** Begin TEXT TO READ **

For him, a revival was not a miracle but a change of mindset that
was ultimately a matter for the individual's free will. His revival
meetings created anxiety in a penitent's mind that they could only
save their souls by unrestricted submission to the will of God, as
illustrated by his quotations from the Bible. Finney also conducted
revival meetings in England, first in 1849 and later to England and
Scotland in 1858–59.
The established churches too, were influenced by
the evangelical revival. In 1833, a goup of Anglican clergymen led
by John
Henry Newman and John Keble
began the Oxford
Movement. However its objective was to renew the Church of
England by reviving certain Roman Catholic doctrines and rituals,
thus distancing themselves as far as possible from evangelical
enthusiasm. In Germany on the other hand, a new wave of
evangelicalism, the Erweckung, spread across the land, which cross
fertilized with British movements, while a parallel development
occurred in France and the Netherlands, the Reveil.
Revival movements continue down to the present
day. Rev. Ian Paisley's
Free Presbyterian church was established in 1951. He is a
revivalist and preaches evangelistically across Ireland. More
recently, in 1977 the Alpha Course movement was started by the
Anglican clergyman Charles
Marnham. It is a 10 week practical introduction to the
Christian faith, designed primarily for non-churchgoers and those
who have recently become Christians. A recent manifestation of
revivalism, the Toronto
Blessing, started at the Toronto Airport Vineyard Church on
January
20, 1994.

** End TEXT TO READ **
** Begin TASK DATA **

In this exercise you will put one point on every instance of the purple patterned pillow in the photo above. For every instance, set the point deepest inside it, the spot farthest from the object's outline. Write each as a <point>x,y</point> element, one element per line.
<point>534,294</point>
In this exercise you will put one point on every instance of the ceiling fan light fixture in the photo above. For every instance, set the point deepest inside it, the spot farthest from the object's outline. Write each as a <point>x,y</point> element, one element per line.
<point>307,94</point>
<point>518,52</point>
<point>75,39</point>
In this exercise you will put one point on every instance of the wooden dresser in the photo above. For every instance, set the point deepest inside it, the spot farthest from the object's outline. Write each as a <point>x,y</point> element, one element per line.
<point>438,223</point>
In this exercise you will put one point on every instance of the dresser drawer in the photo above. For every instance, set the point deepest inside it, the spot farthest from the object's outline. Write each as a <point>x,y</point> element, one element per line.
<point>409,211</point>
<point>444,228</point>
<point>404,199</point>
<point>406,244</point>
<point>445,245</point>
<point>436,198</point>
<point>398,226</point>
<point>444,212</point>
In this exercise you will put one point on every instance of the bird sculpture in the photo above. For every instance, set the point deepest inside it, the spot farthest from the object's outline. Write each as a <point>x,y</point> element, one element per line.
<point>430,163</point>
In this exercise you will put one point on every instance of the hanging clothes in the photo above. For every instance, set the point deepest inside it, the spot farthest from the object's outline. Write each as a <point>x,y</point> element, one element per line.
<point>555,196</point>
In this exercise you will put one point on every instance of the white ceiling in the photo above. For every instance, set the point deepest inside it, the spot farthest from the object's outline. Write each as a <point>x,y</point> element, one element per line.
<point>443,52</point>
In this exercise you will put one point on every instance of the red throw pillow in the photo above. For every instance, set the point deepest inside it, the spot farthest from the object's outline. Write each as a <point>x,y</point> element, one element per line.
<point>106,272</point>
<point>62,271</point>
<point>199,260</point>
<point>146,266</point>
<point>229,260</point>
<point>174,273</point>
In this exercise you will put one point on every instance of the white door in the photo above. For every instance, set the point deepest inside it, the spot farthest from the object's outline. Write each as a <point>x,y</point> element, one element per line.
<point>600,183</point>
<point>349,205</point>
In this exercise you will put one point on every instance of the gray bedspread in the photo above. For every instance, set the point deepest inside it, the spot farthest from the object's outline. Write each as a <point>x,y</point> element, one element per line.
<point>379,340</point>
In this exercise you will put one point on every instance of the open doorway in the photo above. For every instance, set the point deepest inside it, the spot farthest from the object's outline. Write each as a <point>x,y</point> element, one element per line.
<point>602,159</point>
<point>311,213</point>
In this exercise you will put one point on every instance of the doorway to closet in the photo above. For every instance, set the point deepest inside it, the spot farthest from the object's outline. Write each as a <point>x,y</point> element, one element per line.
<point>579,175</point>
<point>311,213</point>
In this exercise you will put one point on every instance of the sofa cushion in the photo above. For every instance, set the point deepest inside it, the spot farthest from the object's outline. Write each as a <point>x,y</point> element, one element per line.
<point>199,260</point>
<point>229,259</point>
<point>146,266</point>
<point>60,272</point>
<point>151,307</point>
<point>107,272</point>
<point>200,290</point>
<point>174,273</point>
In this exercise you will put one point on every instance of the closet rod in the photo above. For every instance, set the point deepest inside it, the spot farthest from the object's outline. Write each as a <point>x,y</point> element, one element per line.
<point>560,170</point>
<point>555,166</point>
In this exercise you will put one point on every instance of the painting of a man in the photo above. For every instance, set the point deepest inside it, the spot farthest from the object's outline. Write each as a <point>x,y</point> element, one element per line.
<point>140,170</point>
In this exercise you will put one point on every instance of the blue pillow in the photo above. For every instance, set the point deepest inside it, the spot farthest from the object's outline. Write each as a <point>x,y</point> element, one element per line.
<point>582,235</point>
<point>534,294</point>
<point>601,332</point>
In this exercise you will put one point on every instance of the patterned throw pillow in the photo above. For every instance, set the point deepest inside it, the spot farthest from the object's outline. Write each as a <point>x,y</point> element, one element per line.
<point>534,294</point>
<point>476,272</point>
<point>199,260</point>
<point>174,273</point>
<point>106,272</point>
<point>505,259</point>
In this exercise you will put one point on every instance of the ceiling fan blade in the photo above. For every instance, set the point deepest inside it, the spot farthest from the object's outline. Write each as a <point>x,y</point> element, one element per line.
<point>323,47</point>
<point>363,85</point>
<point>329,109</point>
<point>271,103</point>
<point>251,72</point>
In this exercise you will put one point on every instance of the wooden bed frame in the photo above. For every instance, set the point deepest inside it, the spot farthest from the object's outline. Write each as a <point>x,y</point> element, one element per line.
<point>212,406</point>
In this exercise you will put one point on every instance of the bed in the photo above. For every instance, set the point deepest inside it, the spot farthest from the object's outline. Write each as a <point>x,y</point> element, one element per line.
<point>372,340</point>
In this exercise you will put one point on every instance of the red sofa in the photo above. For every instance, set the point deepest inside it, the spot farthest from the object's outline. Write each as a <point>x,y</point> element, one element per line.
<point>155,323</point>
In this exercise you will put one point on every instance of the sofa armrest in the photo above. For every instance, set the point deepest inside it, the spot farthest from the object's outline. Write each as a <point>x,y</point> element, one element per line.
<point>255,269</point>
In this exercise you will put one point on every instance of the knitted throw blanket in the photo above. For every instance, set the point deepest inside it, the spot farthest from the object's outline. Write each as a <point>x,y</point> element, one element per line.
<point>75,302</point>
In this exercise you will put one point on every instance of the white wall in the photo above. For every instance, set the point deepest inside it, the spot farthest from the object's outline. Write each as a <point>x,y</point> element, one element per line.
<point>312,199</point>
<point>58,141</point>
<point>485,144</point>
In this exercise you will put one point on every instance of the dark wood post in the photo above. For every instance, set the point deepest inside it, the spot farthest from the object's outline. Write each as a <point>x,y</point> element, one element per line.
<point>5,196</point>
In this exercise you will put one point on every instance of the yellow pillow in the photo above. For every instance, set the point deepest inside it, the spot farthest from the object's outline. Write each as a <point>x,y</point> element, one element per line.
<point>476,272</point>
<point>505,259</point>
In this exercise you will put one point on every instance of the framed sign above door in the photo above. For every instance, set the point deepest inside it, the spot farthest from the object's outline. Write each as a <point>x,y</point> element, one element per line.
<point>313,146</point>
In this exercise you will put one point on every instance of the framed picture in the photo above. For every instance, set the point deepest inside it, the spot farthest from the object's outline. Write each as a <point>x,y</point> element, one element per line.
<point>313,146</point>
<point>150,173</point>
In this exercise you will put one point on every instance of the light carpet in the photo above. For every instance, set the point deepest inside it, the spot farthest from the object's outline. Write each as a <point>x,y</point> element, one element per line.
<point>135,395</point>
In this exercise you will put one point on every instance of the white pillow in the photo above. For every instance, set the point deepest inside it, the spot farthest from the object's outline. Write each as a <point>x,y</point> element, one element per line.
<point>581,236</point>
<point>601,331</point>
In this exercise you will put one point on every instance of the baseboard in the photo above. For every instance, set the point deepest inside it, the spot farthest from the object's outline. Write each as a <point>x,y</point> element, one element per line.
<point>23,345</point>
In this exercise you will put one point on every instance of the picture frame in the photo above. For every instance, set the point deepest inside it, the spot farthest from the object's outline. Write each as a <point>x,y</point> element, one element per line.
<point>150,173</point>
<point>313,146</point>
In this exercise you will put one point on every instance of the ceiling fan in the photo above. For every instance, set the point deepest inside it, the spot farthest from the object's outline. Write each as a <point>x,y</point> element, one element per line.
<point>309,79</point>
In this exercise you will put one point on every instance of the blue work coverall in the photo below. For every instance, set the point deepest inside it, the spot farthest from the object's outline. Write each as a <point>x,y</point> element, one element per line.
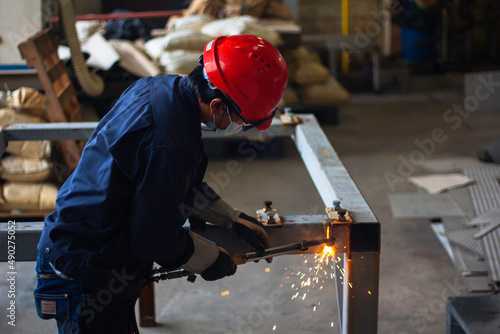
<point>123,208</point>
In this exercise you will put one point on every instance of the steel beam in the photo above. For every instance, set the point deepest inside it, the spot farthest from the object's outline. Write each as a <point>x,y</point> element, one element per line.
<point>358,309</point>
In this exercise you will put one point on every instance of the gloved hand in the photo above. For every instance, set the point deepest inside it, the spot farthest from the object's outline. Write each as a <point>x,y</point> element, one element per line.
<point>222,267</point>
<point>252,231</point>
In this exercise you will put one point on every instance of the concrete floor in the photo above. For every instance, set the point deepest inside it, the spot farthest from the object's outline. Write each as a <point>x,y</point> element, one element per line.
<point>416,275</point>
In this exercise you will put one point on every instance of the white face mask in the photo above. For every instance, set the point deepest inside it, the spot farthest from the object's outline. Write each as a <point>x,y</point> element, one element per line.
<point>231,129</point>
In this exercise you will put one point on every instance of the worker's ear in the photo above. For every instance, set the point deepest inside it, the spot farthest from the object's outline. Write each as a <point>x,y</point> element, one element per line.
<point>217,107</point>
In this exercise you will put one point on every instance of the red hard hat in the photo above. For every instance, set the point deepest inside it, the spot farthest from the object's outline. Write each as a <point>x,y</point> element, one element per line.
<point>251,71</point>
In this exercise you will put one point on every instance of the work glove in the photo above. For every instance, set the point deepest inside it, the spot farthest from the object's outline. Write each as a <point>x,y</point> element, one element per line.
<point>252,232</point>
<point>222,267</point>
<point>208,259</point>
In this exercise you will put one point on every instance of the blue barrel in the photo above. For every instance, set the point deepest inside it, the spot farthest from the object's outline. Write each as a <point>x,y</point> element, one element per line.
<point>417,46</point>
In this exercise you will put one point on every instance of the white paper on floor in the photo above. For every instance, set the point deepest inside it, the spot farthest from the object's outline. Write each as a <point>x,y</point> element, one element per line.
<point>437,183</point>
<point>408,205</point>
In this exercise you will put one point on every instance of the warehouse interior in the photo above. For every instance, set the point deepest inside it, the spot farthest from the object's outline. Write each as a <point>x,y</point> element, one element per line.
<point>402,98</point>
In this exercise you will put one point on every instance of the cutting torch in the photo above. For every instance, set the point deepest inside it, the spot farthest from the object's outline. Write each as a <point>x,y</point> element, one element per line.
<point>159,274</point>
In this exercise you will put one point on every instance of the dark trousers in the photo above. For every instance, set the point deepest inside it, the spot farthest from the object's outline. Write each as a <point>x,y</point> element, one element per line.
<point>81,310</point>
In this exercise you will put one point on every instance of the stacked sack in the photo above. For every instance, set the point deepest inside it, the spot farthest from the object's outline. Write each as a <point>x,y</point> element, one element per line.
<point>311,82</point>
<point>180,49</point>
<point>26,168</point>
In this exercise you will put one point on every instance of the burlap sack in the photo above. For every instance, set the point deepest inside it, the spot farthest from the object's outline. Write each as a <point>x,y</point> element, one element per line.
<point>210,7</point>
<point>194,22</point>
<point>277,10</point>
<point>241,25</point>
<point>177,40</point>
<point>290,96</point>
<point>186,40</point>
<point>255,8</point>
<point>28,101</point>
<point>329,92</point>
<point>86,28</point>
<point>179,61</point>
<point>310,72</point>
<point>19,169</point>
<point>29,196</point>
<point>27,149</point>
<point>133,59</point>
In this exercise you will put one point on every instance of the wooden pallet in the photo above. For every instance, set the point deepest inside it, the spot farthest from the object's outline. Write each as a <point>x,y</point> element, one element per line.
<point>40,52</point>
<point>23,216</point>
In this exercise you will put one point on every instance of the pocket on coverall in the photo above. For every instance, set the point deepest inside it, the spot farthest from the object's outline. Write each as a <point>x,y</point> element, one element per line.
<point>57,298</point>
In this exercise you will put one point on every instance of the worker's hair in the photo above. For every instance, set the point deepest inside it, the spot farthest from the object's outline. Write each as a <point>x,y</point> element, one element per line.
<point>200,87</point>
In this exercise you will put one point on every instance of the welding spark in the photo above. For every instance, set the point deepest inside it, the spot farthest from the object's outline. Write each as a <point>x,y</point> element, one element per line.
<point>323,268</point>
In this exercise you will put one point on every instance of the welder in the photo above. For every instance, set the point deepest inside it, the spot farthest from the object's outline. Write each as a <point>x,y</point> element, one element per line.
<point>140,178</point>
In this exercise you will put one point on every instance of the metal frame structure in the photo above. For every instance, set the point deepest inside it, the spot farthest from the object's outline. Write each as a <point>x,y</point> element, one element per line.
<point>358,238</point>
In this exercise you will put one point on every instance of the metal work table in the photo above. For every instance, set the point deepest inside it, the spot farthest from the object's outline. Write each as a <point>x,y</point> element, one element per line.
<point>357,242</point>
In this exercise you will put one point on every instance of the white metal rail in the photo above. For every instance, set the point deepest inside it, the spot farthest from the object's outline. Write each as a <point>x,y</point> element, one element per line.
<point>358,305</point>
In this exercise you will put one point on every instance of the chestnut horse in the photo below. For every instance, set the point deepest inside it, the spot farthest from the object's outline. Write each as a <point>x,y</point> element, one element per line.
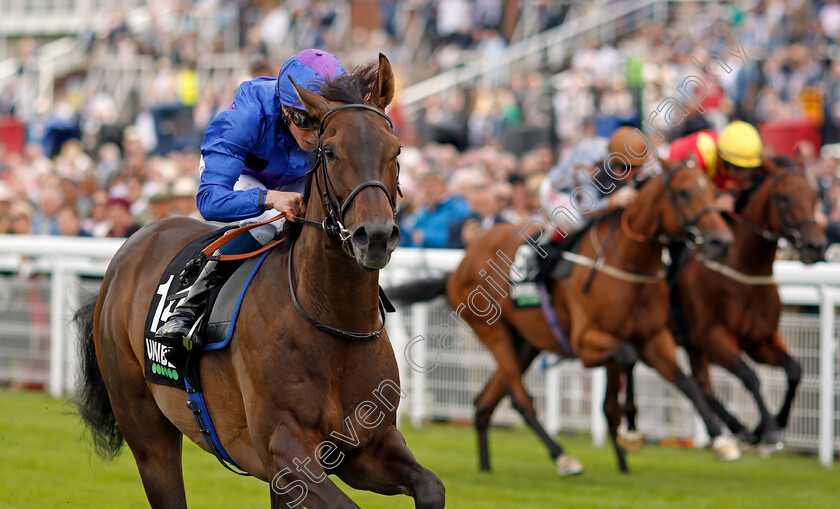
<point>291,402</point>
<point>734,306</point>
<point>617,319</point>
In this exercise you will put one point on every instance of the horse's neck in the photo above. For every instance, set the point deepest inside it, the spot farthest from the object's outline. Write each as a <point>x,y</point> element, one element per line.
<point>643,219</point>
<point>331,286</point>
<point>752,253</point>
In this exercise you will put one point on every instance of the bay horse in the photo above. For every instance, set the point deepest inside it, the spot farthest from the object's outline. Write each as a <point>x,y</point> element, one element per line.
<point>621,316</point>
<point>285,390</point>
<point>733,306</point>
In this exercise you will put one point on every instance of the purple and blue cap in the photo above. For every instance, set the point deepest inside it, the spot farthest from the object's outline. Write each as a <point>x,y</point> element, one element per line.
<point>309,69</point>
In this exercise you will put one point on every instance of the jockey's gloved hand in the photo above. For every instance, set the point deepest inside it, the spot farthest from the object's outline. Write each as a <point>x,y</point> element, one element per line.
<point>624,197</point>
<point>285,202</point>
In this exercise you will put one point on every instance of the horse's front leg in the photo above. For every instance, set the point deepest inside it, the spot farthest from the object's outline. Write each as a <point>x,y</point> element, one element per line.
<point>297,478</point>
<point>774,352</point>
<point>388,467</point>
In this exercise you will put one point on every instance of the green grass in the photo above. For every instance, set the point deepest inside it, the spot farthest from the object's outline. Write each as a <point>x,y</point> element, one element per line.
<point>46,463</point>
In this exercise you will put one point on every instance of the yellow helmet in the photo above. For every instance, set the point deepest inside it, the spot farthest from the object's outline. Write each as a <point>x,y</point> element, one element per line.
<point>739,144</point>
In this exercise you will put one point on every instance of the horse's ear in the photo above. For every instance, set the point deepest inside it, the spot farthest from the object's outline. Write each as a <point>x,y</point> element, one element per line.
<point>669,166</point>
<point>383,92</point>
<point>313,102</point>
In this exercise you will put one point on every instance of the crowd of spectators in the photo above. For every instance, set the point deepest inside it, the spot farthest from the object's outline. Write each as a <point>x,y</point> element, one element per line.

** End TASK DATA **

GIVEN TASK 1
In the records, retype the part that opens with the line containing "of the chestnut" and closes with the line containing "<point>752,253</point>", leaving out the pictures.
GIVEN TASK 2
Extend the passage on Christian revival movements, picking up after its last sentence.

TASK RESPONSE 1
In this exercise you will put one point on every instance of the chestnut horse in the photo below. For every instance, set the point deepest inside it, the spot farthest from the object's outline. Write each as a <point>x,y</point> element, one element per line.
<point>291,402</point>
<point>734,306</point>
<point>617,319</point>
In this exercise you will put one point on every instance of the horse's neck in the photo above. For every instance, set the point deepest inside it, the spot farthest from the object's outline. Write each as a <point>x,y</point> element, one element per line.
<point>643,219</point>
<point>331,286</point>
<point>752,253</point>

TASK RESPONSE 2
Background to the 1857–1860 Revival in America, Ireland and Great Britain
Dean William Buckland published Reliquae Diluvianae in 1823, describing accumulations of bones found in caves, which were interpreted as relics of the Noachian Deluge. This started a great debate that set scientists of a religious disposition at loggerheads with pragmatic scientists who were concerned only with evidence that was visible to their own eyes. In the former category Buckland was followed by Hugh Miller (Foot-Prints of the Creator (1849) and "Testimony of the Rocks" (1857)) and Edward Hitchcock The Religion of Geology and its Connected Sciences which attempted to unify and reconcile geology and religion. A rising tide of scientific opinion sided with the pragmatists, culminating with the publication in 1859 of Charles Darwin's "Origin of Species". Unfortunately Hugh Miller was already dead. Unable to reconcile his religious beliefs with the mounting flood of geological evidence that contradicted the creation stories in the Judeo-Christian Bible, he committed suicide in 1856.On 21st September, 1857 Jeremiah Lanphier began a
series of prayer meetings in New York, seeking divine guidance. By
the beginning of 1858 his congregation was crowded and prayer
became the order of the day. In March, a noon prayer meeting
commenced in a large theatre. It was packed out, the great majority
being businessmen. The newspapers began to sit up and take notice
and to report on the happenings. It became front-page news that
over 6,000 were attending various prayer meetings in New York, and
6,000 in Pittsburgh. Daily prayer meetings were held in Washington
DC at 5 different times to accommodate the crowds. Other cities
followed the pattern. Soon, a common mid-day sign on business
premises read, "We will re-open at the close of the prayer
meeting". By May, 50,000 of New York's 800,000 people were new
converts.
Finney wrote of this revival, "This winter of
1857–58 will be remembered as the time when a great revival
prevailed. It swept across the land with such power that at the
time it was estimated that not less than 50,000 conversions
occurred weekly."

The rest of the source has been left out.